**ACTIVITY**
Each line of the data holding "trimmed" should be found and copied.

Natural-language object grounding data:
▬▬▬▬▬▬
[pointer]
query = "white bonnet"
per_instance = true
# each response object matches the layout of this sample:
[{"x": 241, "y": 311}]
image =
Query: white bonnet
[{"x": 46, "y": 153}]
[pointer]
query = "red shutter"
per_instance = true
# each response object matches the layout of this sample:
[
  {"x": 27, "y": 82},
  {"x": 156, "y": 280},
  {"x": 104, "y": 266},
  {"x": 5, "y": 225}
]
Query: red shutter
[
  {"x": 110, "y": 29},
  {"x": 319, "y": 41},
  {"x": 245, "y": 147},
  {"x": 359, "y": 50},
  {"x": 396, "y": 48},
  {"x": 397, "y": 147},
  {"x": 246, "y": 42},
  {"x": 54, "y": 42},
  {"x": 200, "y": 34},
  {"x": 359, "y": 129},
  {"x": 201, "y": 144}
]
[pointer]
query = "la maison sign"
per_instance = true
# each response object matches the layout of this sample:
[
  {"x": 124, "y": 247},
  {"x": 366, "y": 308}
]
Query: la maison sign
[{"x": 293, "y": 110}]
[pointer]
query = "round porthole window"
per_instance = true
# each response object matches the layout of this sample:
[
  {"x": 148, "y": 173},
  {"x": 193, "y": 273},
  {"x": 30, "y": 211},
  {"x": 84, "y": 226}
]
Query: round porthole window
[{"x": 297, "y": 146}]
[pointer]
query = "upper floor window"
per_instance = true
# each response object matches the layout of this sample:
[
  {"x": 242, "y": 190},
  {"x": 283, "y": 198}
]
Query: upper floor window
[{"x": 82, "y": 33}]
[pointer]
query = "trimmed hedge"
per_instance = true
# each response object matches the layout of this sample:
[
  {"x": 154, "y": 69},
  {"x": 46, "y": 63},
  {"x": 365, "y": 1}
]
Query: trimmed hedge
▬▬▬▬▬▬
**SOLUTION TO THE EXERCISE**
query = "trimmed hedge"
Query: trimmed hedge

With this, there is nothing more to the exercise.